■ Wymagania zadania
Powtórz wszystkie poniższe pozycje bez żadnych zmian.

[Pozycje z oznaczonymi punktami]

* * *

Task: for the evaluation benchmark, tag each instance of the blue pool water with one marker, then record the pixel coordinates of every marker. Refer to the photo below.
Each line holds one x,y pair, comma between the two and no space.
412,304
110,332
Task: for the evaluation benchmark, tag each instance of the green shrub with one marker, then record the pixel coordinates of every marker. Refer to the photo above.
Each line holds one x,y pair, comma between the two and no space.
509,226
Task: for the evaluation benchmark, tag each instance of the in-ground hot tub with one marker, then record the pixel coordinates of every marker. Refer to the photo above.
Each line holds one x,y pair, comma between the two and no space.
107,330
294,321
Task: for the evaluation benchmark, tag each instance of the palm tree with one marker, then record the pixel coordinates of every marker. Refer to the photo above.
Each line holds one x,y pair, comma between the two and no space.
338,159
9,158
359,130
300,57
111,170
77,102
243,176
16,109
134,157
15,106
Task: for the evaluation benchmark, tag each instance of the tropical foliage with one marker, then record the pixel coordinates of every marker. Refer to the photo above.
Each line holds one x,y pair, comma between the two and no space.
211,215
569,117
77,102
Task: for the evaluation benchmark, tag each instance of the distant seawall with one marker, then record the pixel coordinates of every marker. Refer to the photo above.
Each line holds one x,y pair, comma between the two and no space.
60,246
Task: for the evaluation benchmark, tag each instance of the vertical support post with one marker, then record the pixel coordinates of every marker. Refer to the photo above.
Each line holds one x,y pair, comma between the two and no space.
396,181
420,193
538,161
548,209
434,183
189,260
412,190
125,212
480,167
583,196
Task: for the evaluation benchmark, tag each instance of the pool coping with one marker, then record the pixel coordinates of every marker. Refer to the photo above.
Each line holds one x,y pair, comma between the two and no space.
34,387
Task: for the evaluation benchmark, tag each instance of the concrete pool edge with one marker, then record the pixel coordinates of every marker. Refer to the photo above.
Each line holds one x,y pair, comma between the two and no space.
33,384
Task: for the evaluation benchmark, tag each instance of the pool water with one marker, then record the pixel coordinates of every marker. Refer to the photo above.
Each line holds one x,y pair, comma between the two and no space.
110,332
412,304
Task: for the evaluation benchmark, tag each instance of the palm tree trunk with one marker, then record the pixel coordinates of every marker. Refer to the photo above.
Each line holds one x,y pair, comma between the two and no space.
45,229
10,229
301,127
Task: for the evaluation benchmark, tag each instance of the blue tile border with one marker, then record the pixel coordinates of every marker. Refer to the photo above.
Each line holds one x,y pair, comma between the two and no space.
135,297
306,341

* * *

■ Ostateczna odpowiedź
Task: for the evaluation benchmark, tag each instance of the blue pool water with one marker, then record the pixel coordinates of every marker. Refer to the photo below.
Each line holds one x,y pair, comma between the two and no space.
412,304
110,332
Task: for the evaluation benchmark, tag each instance of the green shrub with one marker, then record the pixel coordinates of every marker. Refer to the photo above.
Each line holds one x,y pair, comma between the two and no space.
509,226
Task: for the evaluation benchmark, tag each instance of the in-ground hot tub with one marker, then record the pixel coordinates of every marker. Refer to the photo above.
Each line holds one x,y pair, comma between the two and no space.
107,330
294,321
Task: for the evaluation benchmark, tag each instance of the palm tree with one marker, then record the pixel coordinates of every marker. Refer to the photo above.
Each line holds one x,y pair, comma between the two and no space.
338,159
9,158
359,130
300,57
111,170
77,102
243,176
16,109
134,157
15,106
Task: for the evaluation benchmark, tag each instance of the tropical foliage with one marker, then record the pixel coordinates of every marker. Refer to the photo above.
Each line holds one x,y pair, comma between the two and no space.
211,215
569,117
77,102
Task: for the evaluation benchmark, tag each instance of the distant seawall with one marker, then record the pixel coordinates of every marker. Refer to the photo above.
Each line holds one x,y pair, comma between the two and no space.
60,246
Task: for the evaluation benchmark, tag each instance of the vertical support post with one marker, then record the pixel coordinates of every marker. Refer to the photo above.
Each line holds one x,y pair, comma between the two and no space.
396,181
420,193
538,161
548,209
434,183
189,260
412,190
125,212
480,167
583,196
Task: for the evaluation benchmark, tag each instance of the pool coping with one marker, then record the pixel coordinates of every marker. Refer to the photo above.
Each line holds one x,y pair, comma between the two and no space.
34,387
Task: for the evaluation benchmark, tag each instance of the concrete pool edge with one marker, then record the pixel coordinates of every marker. Refer to the photo above.
Each line holds one x,y pair, comma between the two and no space.
33,384
Task: for the evaluation benchmark, tag each instance of the pool water with one marker, then record the pixel coordinates of every marker. Refer to the photo above.
Each line holds one x,y pair, comma between the two and no space.
110,332
412,304
Task: for the evaluation benchmark, tag each instance of the palm tree trunk with one marker, then record the pixel coordinates of every marker. Refer to the photo above.
Each line holds one x,y pair, comma between the two and no space.
45,229
10,229
301,127
Task: for the evaluation benchmark, tag each instance of the blue tile border with one marker, then record the pixel coordinates of every marker. Refer to the photo above.
Each line holds one x,y pair, comma between the two and no space.
135,297
306,341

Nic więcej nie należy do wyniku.